• [Provided text]
Saturday, January 12, 2008

X-Principles

I was reading about the history of X11 on Wikipedia while trying to fix Linux bugs and I stumbled across the principles of X. There are three I'd like to focus on, two of which I feel apply very well to X-Plane and one which does not.

The only thing worse than generalizing from one example is generalizing from no examples at all.

This is true, and in terms of X-Plane, I think this comes down to "don't add features that aren't needed." When you look at the "cost" of X-Plane in terms of how hard it is to write new code (and in some ways you could say Laminar Research does business by adding new code to X-Plane) our cost goes up with the number of existing features already in place that we have to keep working while we change things.

If a problem is not completely understood, it is probably best to provide no solution at all.

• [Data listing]
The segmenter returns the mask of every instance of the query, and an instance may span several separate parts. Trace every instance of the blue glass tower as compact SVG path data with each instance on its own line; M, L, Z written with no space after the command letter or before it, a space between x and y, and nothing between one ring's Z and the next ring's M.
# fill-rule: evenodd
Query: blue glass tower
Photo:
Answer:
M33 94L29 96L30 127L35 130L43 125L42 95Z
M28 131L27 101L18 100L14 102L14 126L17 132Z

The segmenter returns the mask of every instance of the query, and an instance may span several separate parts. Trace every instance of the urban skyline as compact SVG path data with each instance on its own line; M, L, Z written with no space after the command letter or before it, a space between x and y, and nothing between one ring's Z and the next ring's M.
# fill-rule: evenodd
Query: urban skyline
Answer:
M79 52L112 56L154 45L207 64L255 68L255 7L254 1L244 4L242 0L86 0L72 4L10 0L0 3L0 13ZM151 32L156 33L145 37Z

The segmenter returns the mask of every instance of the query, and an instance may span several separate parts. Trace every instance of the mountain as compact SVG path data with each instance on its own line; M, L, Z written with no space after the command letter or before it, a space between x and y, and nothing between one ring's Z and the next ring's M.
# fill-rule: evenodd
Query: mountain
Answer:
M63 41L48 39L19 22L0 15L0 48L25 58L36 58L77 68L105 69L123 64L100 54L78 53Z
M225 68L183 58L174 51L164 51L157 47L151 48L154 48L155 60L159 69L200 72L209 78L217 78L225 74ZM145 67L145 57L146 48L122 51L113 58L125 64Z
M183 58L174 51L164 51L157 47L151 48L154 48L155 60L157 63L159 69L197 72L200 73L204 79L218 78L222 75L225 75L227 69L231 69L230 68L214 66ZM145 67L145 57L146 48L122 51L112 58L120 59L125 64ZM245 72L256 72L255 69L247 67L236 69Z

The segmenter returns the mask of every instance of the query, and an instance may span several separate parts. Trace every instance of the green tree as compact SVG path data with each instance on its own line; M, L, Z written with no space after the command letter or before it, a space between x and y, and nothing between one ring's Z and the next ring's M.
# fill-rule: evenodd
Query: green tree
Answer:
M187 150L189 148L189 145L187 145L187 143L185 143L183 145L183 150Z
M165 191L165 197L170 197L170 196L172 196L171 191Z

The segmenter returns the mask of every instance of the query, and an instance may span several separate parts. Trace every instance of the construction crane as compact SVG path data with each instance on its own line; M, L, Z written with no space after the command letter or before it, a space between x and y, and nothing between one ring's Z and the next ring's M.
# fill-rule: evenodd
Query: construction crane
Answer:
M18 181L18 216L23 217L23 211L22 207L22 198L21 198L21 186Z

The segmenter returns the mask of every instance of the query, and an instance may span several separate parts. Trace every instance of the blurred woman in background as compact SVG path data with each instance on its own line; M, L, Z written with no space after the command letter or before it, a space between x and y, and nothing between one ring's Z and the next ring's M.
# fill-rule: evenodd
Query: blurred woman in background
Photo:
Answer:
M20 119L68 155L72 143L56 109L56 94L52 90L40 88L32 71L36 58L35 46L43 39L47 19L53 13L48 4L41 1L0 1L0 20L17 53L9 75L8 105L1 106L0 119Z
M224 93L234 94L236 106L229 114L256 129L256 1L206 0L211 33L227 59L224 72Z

• [Problem 1]
List every distinct name in the blog post, including its title, that contains a capital letter X.
• [Problem 2]
Reproduce the part of the blog post that opens with the words containing "This is true, and" and closes with "we change things.".
The records have no connection to the blog post.

• [Output 1]
X-Principles, X11, X, X-Plane

• [Output 2]
This is true, and in terms of X-Plane, I think this comes down to "don't add features that aren't needed." When you look at the "cost" of X-Plane in terms of how hard it is to write new code (and in some ways you could say Laminar Research does business by adding new code to X-Plane) our cost goes up with the number of existing features already in place that we have to keep working while we change things.